Reproduce the records below exactly, leaving out any pictures.

- Material for this task -
>>>

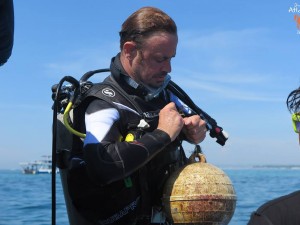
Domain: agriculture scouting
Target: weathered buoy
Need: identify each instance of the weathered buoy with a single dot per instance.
(199, 194)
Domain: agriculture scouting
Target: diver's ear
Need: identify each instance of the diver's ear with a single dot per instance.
(130, 50)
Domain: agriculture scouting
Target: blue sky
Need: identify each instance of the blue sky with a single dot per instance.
(238, 60)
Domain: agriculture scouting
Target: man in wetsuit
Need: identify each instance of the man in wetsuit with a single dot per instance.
(284, 210)
(134, 128)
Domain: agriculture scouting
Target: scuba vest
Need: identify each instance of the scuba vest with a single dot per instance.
(121, 201)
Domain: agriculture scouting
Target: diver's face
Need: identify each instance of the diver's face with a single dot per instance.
(153, 60)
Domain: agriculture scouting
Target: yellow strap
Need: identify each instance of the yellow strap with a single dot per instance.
(296, 122)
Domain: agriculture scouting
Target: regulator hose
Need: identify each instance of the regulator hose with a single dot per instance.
(54, 134)
(215, 131)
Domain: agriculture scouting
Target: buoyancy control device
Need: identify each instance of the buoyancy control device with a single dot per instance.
(67, 95)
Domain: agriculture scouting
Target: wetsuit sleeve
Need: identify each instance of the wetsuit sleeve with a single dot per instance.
(107, 157)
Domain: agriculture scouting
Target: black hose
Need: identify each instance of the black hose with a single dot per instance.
(54, 134)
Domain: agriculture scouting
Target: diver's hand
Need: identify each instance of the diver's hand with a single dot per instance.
(170, 121)
(194, 129)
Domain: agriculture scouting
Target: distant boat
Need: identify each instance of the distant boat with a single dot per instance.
(43, 166)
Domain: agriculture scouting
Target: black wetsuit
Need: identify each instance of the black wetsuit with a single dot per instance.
(114, 181)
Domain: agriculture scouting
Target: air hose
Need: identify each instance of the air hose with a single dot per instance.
(54, 135)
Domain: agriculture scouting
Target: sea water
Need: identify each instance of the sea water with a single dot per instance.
(26, 199)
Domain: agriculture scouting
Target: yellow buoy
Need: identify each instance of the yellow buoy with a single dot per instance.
(199, 194)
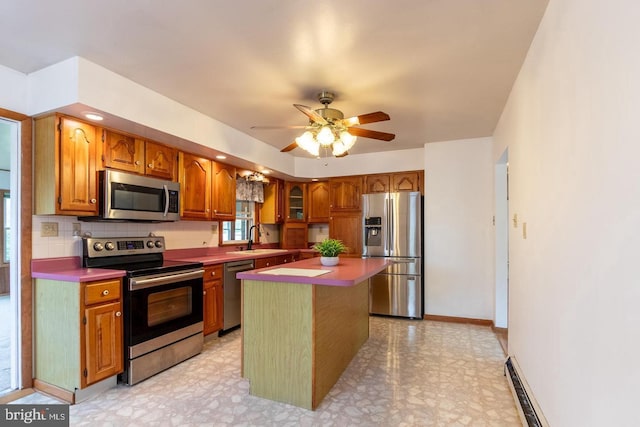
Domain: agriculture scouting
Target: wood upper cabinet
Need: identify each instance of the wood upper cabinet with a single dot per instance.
(399, 181)
(223, 200)
(407, 181)
(122, 152)
(348, 228)
(294, 235)
(128, 153)
(271, 211)
(345, 193)
(213, 301)
(160, 160)
(318, 202)
(65, 155)
(195, 186)
(296, 202)
(380, 183)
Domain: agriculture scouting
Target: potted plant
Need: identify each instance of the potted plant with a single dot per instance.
(329, 250)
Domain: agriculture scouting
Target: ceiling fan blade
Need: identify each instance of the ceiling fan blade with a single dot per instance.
(280, 127)
(363, 119)
(373, 134)
(289, 147)
(314, 116)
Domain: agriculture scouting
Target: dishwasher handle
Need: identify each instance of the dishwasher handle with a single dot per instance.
(239, 267)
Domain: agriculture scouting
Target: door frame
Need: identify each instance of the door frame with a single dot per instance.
(25, 284)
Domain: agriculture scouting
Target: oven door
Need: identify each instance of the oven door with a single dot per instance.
(161, 304)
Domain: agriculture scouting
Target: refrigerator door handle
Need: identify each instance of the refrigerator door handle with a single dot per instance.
(390, 222)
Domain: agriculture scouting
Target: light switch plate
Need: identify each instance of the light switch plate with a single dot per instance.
(49, 229)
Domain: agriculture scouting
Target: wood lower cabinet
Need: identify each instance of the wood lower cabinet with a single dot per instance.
(65, 156)
(348, 228)
(213, 299)
(78, 335)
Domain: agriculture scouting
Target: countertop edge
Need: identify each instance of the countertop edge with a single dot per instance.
(335, 278)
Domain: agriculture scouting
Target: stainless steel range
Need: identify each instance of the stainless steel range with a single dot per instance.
(162, 302)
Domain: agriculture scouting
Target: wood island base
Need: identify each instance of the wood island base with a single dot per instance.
(297, 339)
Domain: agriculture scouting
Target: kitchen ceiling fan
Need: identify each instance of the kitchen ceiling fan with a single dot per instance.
(328, 129)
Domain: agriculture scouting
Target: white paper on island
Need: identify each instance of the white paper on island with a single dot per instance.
(296, 272)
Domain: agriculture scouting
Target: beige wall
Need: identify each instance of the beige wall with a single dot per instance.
(571, 128)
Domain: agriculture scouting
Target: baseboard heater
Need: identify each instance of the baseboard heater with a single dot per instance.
(530, 413)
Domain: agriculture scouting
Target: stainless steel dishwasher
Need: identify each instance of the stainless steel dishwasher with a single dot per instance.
(231, 292)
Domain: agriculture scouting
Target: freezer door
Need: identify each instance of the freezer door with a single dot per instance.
(396, 295)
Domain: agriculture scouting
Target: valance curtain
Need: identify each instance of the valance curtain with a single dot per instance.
(251, 191)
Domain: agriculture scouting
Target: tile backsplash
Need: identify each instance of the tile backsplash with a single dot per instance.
(178, 235)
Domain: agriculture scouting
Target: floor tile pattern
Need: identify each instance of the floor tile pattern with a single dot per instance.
(409, 373)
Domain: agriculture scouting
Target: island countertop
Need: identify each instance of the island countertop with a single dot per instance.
(348, 272)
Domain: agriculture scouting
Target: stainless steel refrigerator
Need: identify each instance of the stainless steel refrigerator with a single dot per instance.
(392, 227)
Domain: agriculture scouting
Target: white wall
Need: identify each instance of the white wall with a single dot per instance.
(571, 128)
(458, 229)
(13, 87)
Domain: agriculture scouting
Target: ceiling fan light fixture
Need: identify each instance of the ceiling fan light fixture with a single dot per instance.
(325, 136)
(338, 148)
(347, 139)
(307, 142)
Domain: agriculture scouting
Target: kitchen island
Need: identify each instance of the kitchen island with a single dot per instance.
(302, 325)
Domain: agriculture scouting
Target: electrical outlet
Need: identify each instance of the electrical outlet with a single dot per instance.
(49, 229)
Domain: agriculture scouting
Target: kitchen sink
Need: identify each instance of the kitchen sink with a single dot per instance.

<<<

- Expected output -
Domain: agriculture scouting
Target: weathered buoy
Need: identify each instance of the weathered buoy with a single dot per instance.
(199, 194)
Domain: agriculture scouting
Target: diver's ear
Need: identify each instance of the diver's ear with a single dot per instance.
(130, 50)
Domain: agriculture scouting
Target: blue sky
Need: identify each instance of the blue sky with a single dot per instance.
(238, 60)
Domain: agriculture scouting
Target: man in wetsuit
Need: identify each instance of the man in wetsuit with a single dot per instance.
(284, 210)
(134, 128)
Domain: agriculture scouting
Target: scuba vest
Need: identify each instance of the scuba vest with a single dot per instance.
(121, 201)
Domain: agriculture scouting
Target: diver's face
Need: identify each instance of the diver's face with a single dot per instance.
(153, 60)
Domain: agriculture scouting
Target: yellow strap
Need: identify each instance of the yellow strap with a single dot per instance.
(296, 122)
Domain: agriculture scouting
Target: regulator hose
Need: identify each instance of the regulator hose with a single dot per instance.
(54, 134)
(215, 131)
Domain: agriculture scouting
Target: buoyancy control device
Need: identify each instance of the buoyancy control device with a single dot per instance.
(67, 95)
Domain: agriculture scouting
Target: wetsuit sleeve
Need: identify each instance of the wetsuit sleeve with a single dot per instance.
(107, 157)
Domain: agriculture scouting
Target: black hose
Need: identify each instance of the black hose with a single dot per instance.
(54, 134)
Domain: agriculture scouting
Target: diver's hand
Need: identify each instance of the diver's hand with a single dot per instance.
(170, 121)
(194, 129)
Domain: agriculture scouting
Target: distant boat
Need: identify each instance of the distant boat with a single dot per instance.
(43, 166)
Domain: agriculture scouting
Target: black wetsuit
Need: identify each instance of the black wetsuit with a single dot per instance.
(114, 181)
Domain: agriculture scouting
Target: air hose
Need: identify each instance of the air hose with a single dot per instance.
(54, 135)
Domain: agriculture scouting
Target: sea water
Need: identify each instance of the sea water with a single dot per instance.
(26, 199)
Domain: agriculture scouting
Target: yellow buoy
Need: identify each instance of the yellow buoy with a single dot per instance.
(199, 194)
Domain: agriculture scouting
Target: wood upper cabinet
Need: identify each instance of the wood upper cabinet with a single dot per instance.
(399, 181)
(223, 200)
(407, 181)
(122, 152)
(348, 228)
(294, 235)
(128, 153)
(271, 211)
(345, 193)
(213, 301)
(160, 160)
(318, 202)
(65, 155)
(195, 186)
(296, 202)
(380, 183)
Domain: agriculture scouting
Target: potted plant
Need: identify each instance of the potted plant with a single dot per instance.
(329, 250)
Domain: agriculture scouting
Target: ceiling fan blade
Need: identify each instance of the ceiling fan blade with a single dot per instance.
(280, 127)
(363, 119)
(373, 134)
(289, 147)
(314, 116)
Domain: agriculture scouting
Target: dishwasher handle
Need: identify each instance of the dishwasher handle with a single dot per instance.
(239, 267)
Domain: agriculture scouting
Target: door frame
Need: identify each instance of the door frame with a single dot per instance.
(25, 284)
Domain: agriculture scouting
Target: oven door
Need: identify each instance of the oven door with a single dot per instance.
(161, 304)
Domain: agriculture scouting
Target: refrigerator door handle
Need: identify each instance of the refrigerator door handle with a single dot per instance.
(390, 222)
Domain: agriculture scouting
Target: light switch plate
Need: identify each instance of the light switch plate with a single dot per instance.
(49, 229)
Domain: agriculture scouting
Target: wood lower cabinet
Need: identify each instance of the wood lower cabinet with a single dot per instance.
(65, 156)
(348, 228)
(213, 299)
(78, 335)
Domain: agriculture scouting
Target: countertop edge
Need: identify each instance of the countertop edge with a single dot per instance.
(335, 278)
Domain: agriculture scouting
Target: stainless steel range
Need: identify each instance of the stainless steel range with a single dot per instance.
(162, 302)
Domain: agriculture scouting
Target: wood island base
Need: identify each instance of the wood island base with a single dot per instance.
(297, 339)
Domain: agriculture scouting
Target: kitchen ceiling fan
Need: identify each instance of the kitchen ceiling fan with a single dot per instance.
(328, 129)
Domain: agriculture scouting
Target: white paper on island
Need: identify each instance of the white paper on island with a single dot per instance.
(296, 272)
Domain: agriculture scouting
Target: beige wall
Need: identify each instance of the beige wall with a single dot per instance.
(571, 128)
Domain: agriculture scouting
Target: baseboard heater
Need: identify each instance of the baseboard heater with a single dot per instance.
(530, 413)
Domain: agriculture scouting
Target: stainless steel dishwasher
Need: identify each instance of the stainless steel dishwasher with a single dot per instance.
(231, 292)
Domain: agriculture scouting
Target: freezer door
Need: identify each instance of the freezer door with a single dot per instance.
(396, 295)
Domain: agriculture scouting
Target: valance curtain
Need: identify each instance of the valance curtain with a single dot per instance.
(251, 191)
Domain: agriculture scouting
Target: tile backsplash
Need: identify each instance of the tile backsplash with a single dot per instance.
(178, 235)
Domain: agriculture scouting
Target: floor tile pattern
Need: identify each instance of the floor tile pattern with a single dot per instance.
(409, 373)
Domain: agriculture scouting
Target: island countertop
Need: identify each instance of the island countertop with a single dot per instance.
(348, 272)
Domain: agriculture scouting
Target: stainless steel refrigerator
Need: identify each instance of the stainless steel refrigerator with a single dot per instance.
(392, 227)
Domain: agriculture scouting
Target: white wall
Need: identify each instance of the white wall with a single dot per instance.
(571, 128)
(458, 229)
(13, 87)
Domain: agriculture scouting
Target: ceiling fan light fixture
Need: identify each instance of the ceiling fan light fixture with a single dot per instance.
(325, 136)
(338, 148)
(347, 139)
(307, 142)
Domain: agriculture scouting
Target: kitchen island
Need: identify each instance of the kitchen island with a single dot per instance.
(302, 325)
Domain: agriculture scouting
Target: electrical outlet
Need: identify each instance of the electrical outlet with a single dot per instance.
(49, 229)
Domain: agriculture scouting
Target: kitchen sink
Need: identify each instance of the kitchen sink with a single dot per instance.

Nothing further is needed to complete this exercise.